[Stored data entries]
━━━━━━━━━━━━━━━━━━━━━━━━━━━━━━

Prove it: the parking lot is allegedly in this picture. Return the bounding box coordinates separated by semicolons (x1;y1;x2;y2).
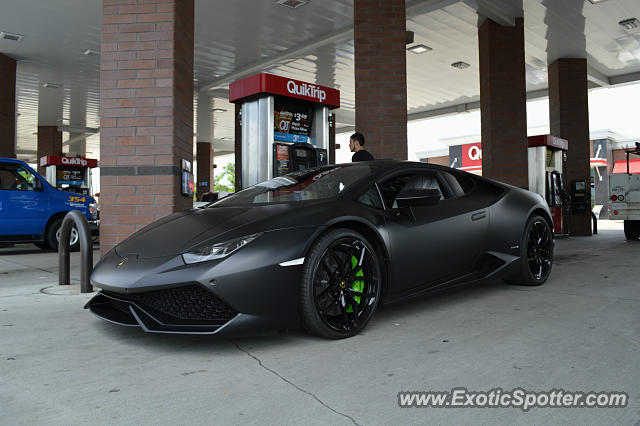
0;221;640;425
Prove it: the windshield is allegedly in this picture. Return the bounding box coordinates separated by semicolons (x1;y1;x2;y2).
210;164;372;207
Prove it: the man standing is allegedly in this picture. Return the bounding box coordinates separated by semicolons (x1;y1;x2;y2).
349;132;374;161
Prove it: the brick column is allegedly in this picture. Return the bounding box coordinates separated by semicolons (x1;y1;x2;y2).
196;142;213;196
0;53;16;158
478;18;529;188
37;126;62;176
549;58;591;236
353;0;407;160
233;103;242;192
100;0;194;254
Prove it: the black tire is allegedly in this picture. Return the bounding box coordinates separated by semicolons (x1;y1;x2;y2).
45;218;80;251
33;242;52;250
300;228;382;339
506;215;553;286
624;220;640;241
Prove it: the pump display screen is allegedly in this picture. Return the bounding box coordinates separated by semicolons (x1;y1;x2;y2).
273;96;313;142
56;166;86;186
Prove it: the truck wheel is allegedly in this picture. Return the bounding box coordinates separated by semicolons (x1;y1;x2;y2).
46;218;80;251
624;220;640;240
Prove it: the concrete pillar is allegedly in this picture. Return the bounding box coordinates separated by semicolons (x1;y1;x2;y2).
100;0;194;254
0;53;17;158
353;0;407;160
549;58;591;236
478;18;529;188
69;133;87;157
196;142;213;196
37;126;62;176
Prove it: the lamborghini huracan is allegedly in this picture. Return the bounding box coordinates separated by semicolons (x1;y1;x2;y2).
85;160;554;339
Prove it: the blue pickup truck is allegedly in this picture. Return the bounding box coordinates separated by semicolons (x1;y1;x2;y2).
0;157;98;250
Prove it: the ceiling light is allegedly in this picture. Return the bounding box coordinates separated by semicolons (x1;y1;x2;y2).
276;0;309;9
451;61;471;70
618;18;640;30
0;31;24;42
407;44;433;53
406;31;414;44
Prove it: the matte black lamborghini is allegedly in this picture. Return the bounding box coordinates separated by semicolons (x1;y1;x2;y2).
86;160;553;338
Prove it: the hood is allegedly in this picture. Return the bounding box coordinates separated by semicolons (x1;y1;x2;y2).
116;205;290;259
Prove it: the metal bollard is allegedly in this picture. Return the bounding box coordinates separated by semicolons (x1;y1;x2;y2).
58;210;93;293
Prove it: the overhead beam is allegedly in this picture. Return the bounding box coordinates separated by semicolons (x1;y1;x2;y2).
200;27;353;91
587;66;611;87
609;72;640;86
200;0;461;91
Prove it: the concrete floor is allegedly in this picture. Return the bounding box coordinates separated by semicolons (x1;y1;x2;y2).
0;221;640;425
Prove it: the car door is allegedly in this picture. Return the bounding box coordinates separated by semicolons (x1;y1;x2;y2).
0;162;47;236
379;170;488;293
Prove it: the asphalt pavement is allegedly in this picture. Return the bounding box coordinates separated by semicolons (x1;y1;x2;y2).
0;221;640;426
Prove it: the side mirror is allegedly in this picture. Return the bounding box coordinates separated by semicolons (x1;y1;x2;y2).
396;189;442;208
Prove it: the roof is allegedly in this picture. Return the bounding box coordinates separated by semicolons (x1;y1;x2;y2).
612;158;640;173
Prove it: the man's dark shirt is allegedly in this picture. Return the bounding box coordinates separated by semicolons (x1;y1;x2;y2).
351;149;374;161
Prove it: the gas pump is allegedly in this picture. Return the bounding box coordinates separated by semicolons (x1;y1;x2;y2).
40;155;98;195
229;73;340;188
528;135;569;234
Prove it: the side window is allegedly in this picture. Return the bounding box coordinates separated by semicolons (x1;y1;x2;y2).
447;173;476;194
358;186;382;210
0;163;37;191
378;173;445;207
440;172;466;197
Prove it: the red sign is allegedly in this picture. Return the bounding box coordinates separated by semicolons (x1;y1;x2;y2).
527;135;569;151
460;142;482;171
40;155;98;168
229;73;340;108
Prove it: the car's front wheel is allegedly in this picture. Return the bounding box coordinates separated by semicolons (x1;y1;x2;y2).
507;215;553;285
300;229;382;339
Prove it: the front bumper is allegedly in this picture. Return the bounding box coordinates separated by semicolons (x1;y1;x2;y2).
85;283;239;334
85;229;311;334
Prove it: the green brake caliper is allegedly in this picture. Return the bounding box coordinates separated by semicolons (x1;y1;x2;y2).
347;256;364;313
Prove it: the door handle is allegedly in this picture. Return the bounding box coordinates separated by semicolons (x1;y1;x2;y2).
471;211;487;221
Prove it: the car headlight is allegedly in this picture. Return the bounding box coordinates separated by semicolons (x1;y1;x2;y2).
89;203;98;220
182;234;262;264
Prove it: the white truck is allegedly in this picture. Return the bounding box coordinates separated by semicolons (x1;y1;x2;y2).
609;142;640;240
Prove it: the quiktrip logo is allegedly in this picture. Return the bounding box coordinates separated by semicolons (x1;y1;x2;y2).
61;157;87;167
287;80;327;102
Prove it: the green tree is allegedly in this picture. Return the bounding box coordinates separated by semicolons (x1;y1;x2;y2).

━━━━━━━━━━━━━━━━━━━━━━━━━━━━━━

● REQUIREMENTS
Please rewrite all the entries above, changing "allegedly" to "supposedly" everywhere and keeping everything else the same. Leave out the pictures.

● ANSWER TO THE PROBLEM
Prove it: the parking lot is supposedly in this picture. Return the bounding box coordinates separated by semicolons (x1;y1;x2;y2).
0;221;640;425
Prove it: the windshield is supposedly in this picture. Return the bounding box coordinates separated by semicolons (x1;y1;x2;y2).
210;164;372;207
Prove it: the man standing is supposedly in this picture. Return the bounding box coordinates separated by semicolons (x1;y1;x2;y2).
349;132;374;161
Prove it: the brick column is supposedly in this picture. Return the bounding box coordinates separated by semicolons (x1;y1;x2;y2).
196;142;213;196
0;53;16;158
478;18;529;188
37;126;62;176
549;58;591;236
353;0;407;160
233;103;242;192
100;0;194;254
Prove it: the black tire is supposedly in this picture. Return the bounding box coordinates separated by semicolons (x1;y1;x2;y2).
45;218;80;251
33;242;52;250
300;228;382;339
506;215;553;286
624;220;640;241
Prove it: the pump display screen is supposedly in this picture. Return the bounding box coordinates separated by semicolons (x1;y1;x2;y2).
273;96;313;142
56;166;86;186
Prove it: the truck wheel is supposedly in this picture. Return the bounding box coordinates separated by semicolons (x1;y1;x2;y2).
46;218;80;251
624;220;640;240
Prove it: the concrete pillar is supposedly in this picture. Return the bounding box coordinates separated by semicolons (x1;y1;x2;y2).
100;0;194;254
0;53;17;158
353;0;407;160
549;58;591;236
478;18;529;188
69;133;87;157
196;142;213;196
37;126;62;176
Prove it: the lamborghini huracan is supposedly in this picture. Return the bounding box coordinates separated by semicolons (x1;y1;x2;y2).
85;160;554;339
Prove it: the blue pickup truck is supposedly in this picture. Return the bounding box coordinates separated by semicolons (x1;y1;x2;y2).
0;157;98;250
Prove it: the ceiling light is supposedly in this picture. Return the bounding box coordinates separated by semicolons (x1;y1;x2;y2).
276;0;309;9
451;61;471;70
618;18;640;30
0;31;24;42
407;44;433;53
406;31;414;44
Prove it: the matte black lamborghini is supposedly in this picture. Return the bounding box coordinates separated by semicolons (x1;y1;x2;y2).
86;160;553;338
Prove it: the hood is supposedly in this picture. Return the bounding box coordinates separated by semicolons (x1;y1;x2;y2).
116;205;290;259
Prove it: the metal bollard is supposedly in this picture. Return the bounding box coordinates separated by semicolons (x1;y1;x2;y2).
58;210;93;293
Prove it: the overhead beam is supposedly in this picture. Return the bounding box coordinates separated by semicolons (x1;y1;x2;y2).
200;27;353;91
587;66;611;87
609;72;640;86
200;0;461;91
Prove it: the concrete floor is supposedly in this picture. Return the bounding box coordinates separated by semicolons (x1;y1;x2;y2).
0;221;640;425
Prove it: the car door is supposedly in this picture. Return the bounding box coordinates separated by semicolons (x1;y1;x2;y2).
0;162;47;236
379;170;488;293
Prove it: the asphalt pavement is supposedly in this picture. Return the bounding box coordinates separated by semicolons (x1;y1;x2;y2).
0;221;640;426
Prove it: the side mirror is supposedly in this picture. Return the bounding box coordinates separated by semicolons (x1;y1;x2;y2).
396;189;442;208
Prove it: the roof is supposedly in this picture. Return the bounding box coordinates separated by semicolons (x1;y1;x2;y2).
612;158;640;173
Prove it: the man's dark shirt is supposedly in this picture. Return the bounding box coordinates separated by semicolons (x1;y1;x2;y2).
351;149;374;161
Prove it: the gas pump is supposedly in this picture. Return the bounding box coordinates separated by semicolons (x1;y1;x2;y2).
40;155;98;195
229;73;340;188
528;135;569;234
Prove it: the side window is supposedly in this picture. Return the bounding box coordinates separated by semicolons (x1;y1;x2;y2).
447;173;476;194
358;186;382;210
0;163;37;191
378;173;445;207
440;172;466;197
Prove it: the red sign is supposedly in this picture. Return the bounding box coordinates separated by semicolons (x1;y1;x2;y2).
527;135;569;151
460;142;482;171
40;155;98;168
229;73;340;108
Prove it: the car's front wheel is supposedly in this picture. Return the bounding box coordinates separated by semicolons (x1;y1;x2;y2).
507;215;553;285
300;229;382;339
Prove it: the front bumper is supposedly in this picture. Return the bounding box coordinates separated by semicolons (x1;y1;x2;y2).
85;283;239;334
85;229;311;334
Prove it: the green brake caliper is supposedly in this picture. Return the bounding box coordinates separated by semicolons (x1;y1;x2;y2).
347;256;364;313
Prove it: the door handle is supposedly in this picture. Return the bounding box coordinates separated by semicolons (x1;y1;x2;y2).
471;211;487;221
Prove it: the car headlight is supposedly in this picture. Return the bounding box coordinates separated by semicolons (x1;y1;x2;y2).
89;203;98;220
182;234;262;264
Prove it: the white truck is supposedly in this picture. Return the bounding box coordinates separated by semicolons (x1;y1;x2;y2).
609;142;640;240
Prove it: the quiktrip logo is supposedly in this picture. Return the bounding box coordinates separated by semicolons (x1;y1;x2;y2).
61;157;87;167
287;80;327;102
Prove it: the green tree is supposedly in this picture. Return the bounding box coordinates separated by semicolons (x1;y1;x2;y2).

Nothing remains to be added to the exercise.